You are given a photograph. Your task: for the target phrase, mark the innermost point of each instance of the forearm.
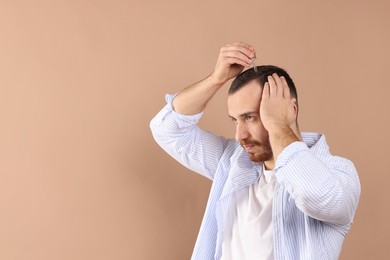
(323, 186)
(193, 99)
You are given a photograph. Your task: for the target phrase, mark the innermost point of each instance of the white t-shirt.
(248, 232)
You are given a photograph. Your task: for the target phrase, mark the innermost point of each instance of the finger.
(245, 45)
(272, 86)
(265, 91)
(286, 89)
(237, 55)
(279, 84)
(232, 61)
(248, 51)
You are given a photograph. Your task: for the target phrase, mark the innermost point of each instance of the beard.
(260, 152)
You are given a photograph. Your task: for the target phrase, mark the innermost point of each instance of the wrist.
(216, 81)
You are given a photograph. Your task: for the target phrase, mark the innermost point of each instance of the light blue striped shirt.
(316, 193)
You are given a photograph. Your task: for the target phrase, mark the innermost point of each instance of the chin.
(260, 157)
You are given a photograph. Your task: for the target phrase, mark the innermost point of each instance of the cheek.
(258, 131)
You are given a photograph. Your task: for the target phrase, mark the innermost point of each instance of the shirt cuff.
(181, 120)
(288, 152)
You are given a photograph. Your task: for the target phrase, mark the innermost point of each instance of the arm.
(231, 61)
(175, 127)
(324, 187)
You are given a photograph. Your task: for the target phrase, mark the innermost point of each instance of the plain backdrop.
(80, 174)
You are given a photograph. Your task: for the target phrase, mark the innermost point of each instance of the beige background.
(80, 175)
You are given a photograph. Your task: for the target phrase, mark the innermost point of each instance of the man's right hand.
(232, 60)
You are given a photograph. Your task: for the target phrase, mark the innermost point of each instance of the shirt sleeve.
(180, 136)
(327, 189)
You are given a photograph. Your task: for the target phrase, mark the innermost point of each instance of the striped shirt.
(315, 197)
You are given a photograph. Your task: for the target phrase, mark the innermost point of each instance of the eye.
(233, 119)
(249, 118)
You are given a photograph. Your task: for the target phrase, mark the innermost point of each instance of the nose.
(242, 132)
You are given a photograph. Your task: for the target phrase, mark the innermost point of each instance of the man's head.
(244, 109)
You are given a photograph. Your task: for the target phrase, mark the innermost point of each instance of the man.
(277, 193)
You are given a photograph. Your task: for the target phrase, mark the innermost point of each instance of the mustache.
(249, 142)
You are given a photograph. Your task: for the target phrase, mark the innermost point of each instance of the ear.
(295, 105)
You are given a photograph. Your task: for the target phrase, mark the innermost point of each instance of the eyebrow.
(245, 114)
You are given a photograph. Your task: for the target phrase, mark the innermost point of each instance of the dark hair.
(262, 73)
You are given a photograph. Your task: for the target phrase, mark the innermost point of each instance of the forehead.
(245, 99)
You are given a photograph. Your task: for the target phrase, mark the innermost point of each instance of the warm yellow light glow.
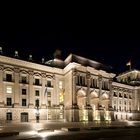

• _Problem to solve_: Rewrite all of the records above with every "innermost point" changed to "central point" and everything else kept the same. Leave out the pictures.

• _Exercise result_:
You are given a photograph. Your task: for the target phrase, mark the central point of each instance of the forearm.
(323, 186)
(193, 99)
You are given a photograph. Your task: for the target phrase, mark the central point of each instance of the white t-shirt.
(248, 232)
You are given a photograph. Your task: for the target phrase, mark the central point of each instance of the finger.
(245, 45)
(272, 86)
(265, 91)
(286, 89)
(237, 55)
(279, 84)
(232, 61)
(248, 51)
You are given a photograph. Your task: for the target phrase, mark the central point of each instance of the beard.
(260, 152)
You are given a photograph. Your task: for the target phrase, mark the central point of each instance of the wrist.
(216, 81)
You are given a photograph. Your task: for the target phrase, mark the central point of each instance of the light blue striped shirt.
(316, 193)
You are given a photograph. Your task: for the target phrase, mark the central point of each instance of the chin.
(260, 157)
You are given a photograph. Your task: for the target phrase, mark the central point of each instance of the cheek.
(258, 131)
You are given a photograph. Your task: for the target phrase, mark the central point of each instance of the shirt cuff.
(181, 120)
(288, 152)
You are given a photograph. Your task: for the target phrase, mark the central point of each instance of the arm.
(231, 61)
(175, 127)
(324, 187)
You are given a photograph. Your task: for the target phrase, mark the central point of each instance of the plain backdrop.
(80, 174)
You are given a photograph. Your task: for the target phrase, mark the central point of each instance of the beige background.
(80, 175)
You are given a photograph. Your task: for the target phrase, mark the central point of each instance of the man's right hand.
(232, 60)
You are given a photograph. Your task: for the target phrase, mark the central point of each instance of the shirt sleeve.
(180, 136)
(327, 189)
You are given a photograph. Your task: for the target phrase, mark the central point of each instance of the striped shirt.
(315, 197)
You are given a photograph. Your task: for the target phrase, mark the central point of each instance of the eye.
(233, 119)
(249, 118)
You are given a photograph. Your task: for the target phrase, mark the central point of each instance of the nose.
(242, 132)
You are given a photograph. Your task: for the target phrase, mark the central point of each instance of the man's head.
(244, 109)
You are given a photograph. Your task: for the target phrase, mark the central point of each instance of the man.
(277, 193)
You are given a photograph. Your task: for the target phrase, mark the central point of each instance of the mustache.
(249, 142)
You are given a photograph. Your task: for the target phrase, mark the central point of each instance of the ear.
(295, 105)
You are given a photograph. Your task: for the target phrase, mark the central point of each instance of the eyebrow.
(245, 114)
You are given a photograph. Your task: for the target phrase, mark the central point of each instance of the dark hair.
(262, 73)
You are given a photograph. Your task: for the target phrase, mark the central point of each instance of the forehead.
(245, 99)
You are given a photograph. Your task: for the target phrase, mark the central point of each instance of the warm yellow light glow.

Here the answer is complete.